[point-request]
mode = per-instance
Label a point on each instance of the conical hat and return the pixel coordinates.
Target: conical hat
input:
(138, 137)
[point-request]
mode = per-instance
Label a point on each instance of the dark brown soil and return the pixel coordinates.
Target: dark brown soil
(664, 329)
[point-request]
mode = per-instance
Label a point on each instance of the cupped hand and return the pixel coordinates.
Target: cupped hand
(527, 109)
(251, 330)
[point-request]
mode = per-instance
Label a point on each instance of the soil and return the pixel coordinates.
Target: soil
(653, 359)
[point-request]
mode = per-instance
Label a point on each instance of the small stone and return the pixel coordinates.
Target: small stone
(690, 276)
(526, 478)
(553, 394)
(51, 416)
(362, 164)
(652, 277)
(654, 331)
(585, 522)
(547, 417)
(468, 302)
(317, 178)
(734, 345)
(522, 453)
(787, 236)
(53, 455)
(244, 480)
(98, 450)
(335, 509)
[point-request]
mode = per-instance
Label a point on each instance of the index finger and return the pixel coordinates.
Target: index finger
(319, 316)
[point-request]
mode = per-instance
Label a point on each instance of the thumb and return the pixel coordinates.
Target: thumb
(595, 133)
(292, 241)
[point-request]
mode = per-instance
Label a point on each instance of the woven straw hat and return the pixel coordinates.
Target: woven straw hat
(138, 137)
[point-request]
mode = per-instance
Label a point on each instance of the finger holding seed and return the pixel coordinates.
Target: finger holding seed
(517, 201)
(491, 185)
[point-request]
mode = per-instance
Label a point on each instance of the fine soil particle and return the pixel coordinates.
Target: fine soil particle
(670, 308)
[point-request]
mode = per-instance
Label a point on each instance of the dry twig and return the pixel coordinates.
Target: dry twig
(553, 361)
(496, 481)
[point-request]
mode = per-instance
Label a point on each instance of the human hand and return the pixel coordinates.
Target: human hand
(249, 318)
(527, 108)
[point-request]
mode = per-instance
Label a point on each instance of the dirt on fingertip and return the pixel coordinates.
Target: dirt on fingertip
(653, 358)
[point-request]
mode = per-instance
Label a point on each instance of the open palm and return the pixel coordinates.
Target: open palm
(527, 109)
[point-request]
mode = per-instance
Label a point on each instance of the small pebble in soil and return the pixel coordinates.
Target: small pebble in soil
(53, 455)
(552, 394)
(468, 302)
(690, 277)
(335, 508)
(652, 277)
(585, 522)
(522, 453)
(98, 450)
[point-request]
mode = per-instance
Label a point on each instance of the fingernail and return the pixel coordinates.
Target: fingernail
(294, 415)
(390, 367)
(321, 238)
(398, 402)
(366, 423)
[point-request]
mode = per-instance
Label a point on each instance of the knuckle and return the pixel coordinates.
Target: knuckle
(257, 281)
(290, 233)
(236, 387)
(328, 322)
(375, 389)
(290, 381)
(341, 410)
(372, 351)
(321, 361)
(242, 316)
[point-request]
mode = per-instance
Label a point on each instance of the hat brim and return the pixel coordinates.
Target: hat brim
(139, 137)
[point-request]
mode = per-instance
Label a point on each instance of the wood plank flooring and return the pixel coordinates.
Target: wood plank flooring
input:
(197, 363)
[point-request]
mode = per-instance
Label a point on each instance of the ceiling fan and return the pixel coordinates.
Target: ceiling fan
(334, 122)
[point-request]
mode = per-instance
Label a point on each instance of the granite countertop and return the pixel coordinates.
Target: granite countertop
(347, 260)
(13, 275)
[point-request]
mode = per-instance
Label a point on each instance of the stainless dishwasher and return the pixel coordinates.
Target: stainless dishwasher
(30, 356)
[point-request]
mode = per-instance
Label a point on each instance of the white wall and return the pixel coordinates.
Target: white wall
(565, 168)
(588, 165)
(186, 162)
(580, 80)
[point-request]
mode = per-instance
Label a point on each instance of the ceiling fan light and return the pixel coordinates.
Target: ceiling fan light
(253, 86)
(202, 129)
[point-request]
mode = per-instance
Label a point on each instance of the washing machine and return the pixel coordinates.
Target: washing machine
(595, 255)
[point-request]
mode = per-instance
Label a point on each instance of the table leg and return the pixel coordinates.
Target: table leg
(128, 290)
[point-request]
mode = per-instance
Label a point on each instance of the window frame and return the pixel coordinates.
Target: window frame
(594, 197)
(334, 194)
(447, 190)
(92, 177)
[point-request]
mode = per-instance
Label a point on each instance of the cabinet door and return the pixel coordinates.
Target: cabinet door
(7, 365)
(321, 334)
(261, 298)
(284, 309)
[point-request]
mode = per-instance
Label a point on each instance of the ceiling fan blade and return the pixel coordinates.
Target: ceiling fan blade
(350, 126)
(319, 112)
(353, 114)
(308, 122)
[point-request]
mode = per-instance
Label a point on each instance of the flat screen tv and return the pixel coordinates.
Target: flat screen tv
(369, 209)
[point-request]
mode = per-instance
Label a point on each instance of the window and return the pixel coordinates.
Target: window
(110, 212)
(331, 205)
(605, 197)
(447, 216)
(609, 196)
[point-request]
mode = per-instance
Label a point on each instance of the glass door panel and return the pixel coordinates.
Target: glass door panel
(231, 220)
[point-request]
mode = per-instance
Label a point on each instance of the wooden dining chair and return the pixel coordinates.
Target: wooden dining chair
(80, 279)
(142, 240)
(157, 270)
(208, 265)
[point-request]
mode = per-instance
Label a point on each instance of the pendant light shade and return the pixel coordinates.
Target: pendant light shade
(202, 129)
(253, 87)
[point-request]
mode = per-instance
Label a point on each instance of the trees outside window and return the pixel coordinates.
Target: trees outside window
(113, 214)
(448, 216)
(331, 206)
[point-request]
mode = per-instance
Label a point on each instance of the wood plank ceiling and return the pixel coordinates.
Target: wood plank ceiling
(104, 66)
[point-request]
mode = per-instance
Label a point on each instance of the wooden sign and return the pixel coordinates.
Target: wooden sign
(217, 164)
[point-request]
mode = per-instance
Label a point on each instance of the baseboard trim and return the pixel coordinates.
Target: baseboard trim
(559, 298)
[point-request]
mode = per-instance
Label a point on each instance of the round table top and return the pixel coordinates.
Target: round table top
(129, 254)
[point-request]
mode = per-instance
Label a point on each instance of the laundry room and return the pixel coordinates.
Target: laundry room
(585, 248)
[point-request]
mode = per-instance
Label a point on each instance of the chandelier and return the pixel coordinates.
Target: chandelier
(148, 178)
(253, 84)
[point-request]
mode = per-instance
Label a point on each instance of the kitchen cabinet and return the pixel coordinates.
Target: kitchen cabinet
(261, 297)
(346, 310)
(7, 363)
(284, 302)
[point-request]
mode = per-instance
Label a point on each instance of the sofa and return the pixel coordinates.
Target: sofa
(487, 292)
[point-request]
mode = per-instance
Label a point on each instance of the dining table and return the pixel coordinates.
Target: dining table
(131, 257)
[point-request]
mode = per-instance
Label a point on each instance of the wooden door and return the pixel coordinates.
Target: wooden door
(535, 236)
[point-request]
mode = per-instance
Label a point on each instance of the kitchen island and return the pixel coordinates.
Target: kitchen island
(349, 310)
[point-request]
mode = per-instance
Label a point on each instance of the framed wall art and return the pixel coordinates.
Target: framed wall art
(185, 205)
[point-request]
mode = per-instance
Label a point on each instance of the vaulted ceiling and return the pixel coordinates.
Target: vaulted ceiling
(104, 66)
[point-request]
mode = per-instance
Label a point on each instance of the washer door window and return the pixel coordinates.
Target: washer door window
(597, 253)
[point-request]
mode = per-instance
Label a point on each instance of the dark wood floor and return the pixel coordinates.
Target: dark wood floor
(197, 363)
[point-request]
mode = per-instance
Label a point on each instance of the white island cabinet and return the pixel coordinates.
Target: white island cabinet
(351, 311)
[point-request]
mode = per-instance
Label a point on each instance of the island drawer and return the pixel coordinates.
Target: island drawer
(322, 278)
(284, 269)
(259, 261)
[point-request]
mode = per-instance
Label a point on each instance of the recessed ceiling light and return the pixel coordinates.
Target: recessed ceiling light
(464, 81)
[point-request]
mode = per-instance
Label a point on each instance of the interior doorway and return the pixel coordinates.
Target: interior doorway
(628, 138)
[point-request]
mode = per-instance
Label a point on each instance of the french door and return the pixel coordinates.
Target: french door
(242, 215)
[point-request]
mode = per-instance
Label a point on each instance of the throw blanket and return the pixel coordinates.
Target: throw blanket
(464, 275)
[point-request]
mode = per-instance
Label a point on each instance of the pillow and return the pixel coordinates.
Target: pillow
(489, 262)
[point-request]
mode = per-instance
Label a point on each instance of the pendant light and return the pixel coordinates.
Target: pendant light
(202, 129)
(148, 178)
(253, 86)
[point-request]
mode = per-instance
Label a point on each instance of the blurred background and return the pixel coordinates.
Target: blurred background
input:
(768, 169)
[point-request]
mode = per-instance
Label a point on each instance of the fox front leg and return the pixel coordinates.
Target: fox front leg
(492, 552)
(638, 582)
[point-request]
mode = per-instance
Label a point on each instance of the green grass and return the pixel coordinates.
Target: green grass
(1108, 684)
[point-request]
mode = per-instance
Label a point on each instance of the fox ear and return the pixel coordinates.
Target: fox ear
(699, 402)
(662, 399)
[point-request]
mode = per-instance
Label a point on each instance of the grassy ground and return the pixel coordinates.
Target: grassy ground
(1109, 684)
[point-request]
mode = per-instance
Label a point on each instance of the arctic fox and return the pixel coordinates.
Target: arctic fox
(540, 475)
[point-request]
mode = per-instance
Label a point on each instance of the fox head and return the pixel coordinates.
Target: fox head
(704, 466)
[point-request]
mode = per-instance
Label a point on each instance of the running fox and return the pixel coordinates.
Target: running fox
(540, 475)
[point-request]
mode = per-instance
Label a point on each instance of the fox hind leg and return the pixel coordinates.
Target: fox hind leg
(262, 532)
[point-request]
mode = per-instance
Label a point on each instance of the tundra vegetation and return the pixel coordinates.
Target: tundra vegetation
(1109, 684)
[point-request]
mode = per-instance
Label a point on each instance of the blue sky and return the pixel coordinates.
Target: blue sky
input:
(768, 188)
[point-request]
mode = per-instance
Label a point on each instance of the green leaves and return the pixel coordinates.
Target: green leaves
***
*TASK PROMPT:* Copy out every one of the lines above that contains the word "brown", matching case exactly.

*WRITTEN ANSWER:*
Label a point on each instance of the dark brown soil and return the pixel coordinates.
Target: dark brown soil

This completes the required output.